GIVEN EXERCISE: Set down each line of the data below exactly as it stands, dropping the pictures.
>> Start DATASET CONTENT
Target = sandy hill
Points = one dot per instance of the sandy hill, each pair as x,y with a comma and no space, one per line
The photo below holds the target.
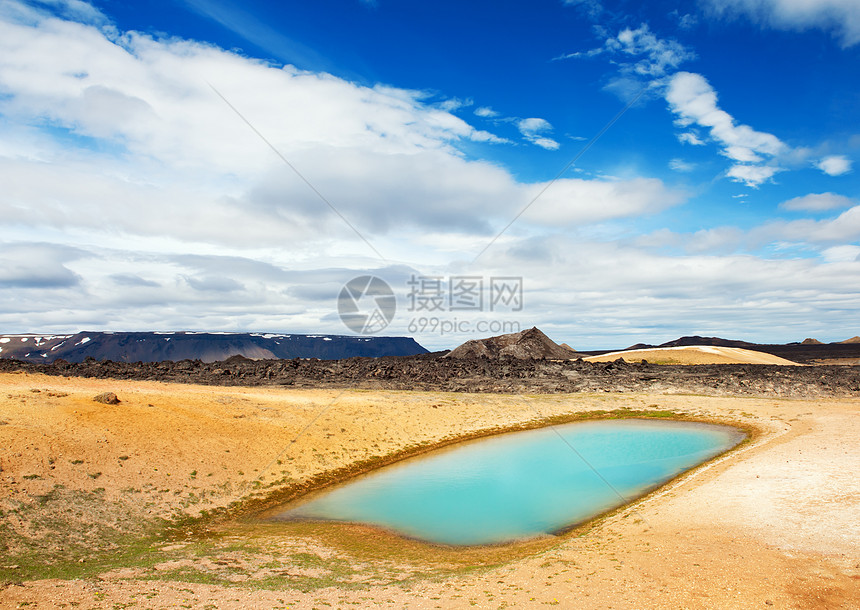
694,354
527,344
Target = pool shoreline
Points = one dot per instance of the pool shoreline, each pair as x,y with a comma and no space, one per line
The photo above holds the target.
277,502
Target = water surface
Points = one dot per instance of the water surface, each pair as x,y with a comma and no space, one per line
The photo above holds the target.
521,484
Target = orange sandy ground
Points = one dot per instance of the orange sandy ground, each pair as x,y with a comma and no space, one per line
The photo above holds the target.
774,524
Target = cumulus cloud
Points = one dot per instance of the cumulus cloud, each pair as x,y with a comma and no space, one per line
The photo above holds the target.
694,101
659,56
164,210
574,201
679,165
639,54
840,16
834,165
533,130
486,112
818,202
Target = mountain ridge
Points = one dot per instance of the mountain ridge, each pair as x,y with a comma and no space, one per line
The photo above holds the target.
159,346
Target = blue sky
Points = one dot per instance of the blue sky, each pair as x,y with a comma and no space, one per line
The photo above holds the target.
143,190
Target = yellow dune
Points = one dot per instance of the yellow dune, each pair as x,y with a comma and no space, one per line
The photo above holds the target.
694,354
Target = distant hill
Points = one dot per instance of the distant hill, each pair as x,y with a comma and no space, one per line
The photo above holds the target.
531,343
208,347
808,352
696,340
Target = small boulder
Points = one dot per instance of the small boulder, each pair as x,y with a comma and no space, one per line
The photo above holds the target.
108,398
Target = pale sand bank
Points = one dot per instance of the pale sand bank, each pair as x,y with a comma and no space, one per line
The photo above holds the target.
775,522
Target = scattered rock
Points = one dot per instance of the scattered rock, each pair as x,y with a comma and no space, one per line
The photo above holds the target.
108,398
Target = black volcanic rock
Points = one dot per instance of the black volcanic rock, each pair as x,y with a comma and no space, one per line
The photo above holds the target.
207,347
528,344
>> End DATASET CONTENT
THE SOLUTION:
Target = sandy hill
Points = one dot per instance of the sandy hill, each pair as x,y with a comma and no space, one per line
The photo below holds the target.
694,354
527,344
Target = pool shoreline
Points = one dot per instance of the pool shoreline, each pair as x,y with a comma and no space, one per line
The photo above holds the target.
277,502
Target = water surface
Points = one dot per instance of the water surface, each pair as x,y with a comma and no space, one per line
The photo above holds the target.
521,484
Target = orange sandy ground
Points = one dot per instance of the orange sandy ground, each pair as x,y with a comma and no space, one per line
The photo above holds the target.
774,524
Target = cumulus cloud
Points = one dot per instance of the cumulus cloud, each pair as x,y with a comma and no space, one per line
The photo above holds the target.
694,101
659,56
164,210
574,201
679,165
639,54
840,16
834,165
533,130
486,112
818,202
Target = mountain ridge
Points = one dot per instance of the mountain ridge, each pair as x,y with a comma and no space, one per line
The photo above holds the target.
159,346
Target = blue sky
Points = one dot per instance of the blue sky, each pair as x,y with a comma and no space, one per line
The photo above holds the target.
143,190
Target = yellow dune
Points = one dot per instance of the yellow dune, each pair as x,y with a comma and no space, one per line
The photo above holds the target.
694,354
Target = distant hill
Points = one dot per instance of the distant hill, each pair as x,y with a comma and no space, one per line
The photo above holds the target.
531,343
208,347
808,352
696,340
Target = small boulder
Points = one dot per instance of the small boulder, each pair as x,y with a comma and no space, one per line
The photo above holds the target.
108,398
Target = pale sand bank
Points = one dot per instance of the pale sand bank, each pair as x,y with a comma and no space, one per line
The photo above holds the target.
775,522
Target = scattered rock
Points = one dot per instance of the scattered rock, each pair as x,y with a comma and no space, one per line
The photo above holds the target.
108,398
Target = black volcanic rock
Points = one dot per instance of the black volcanic rock, each pair as x,y with a comma and no space, one per line
The photo above holds the target.
207,347
528,344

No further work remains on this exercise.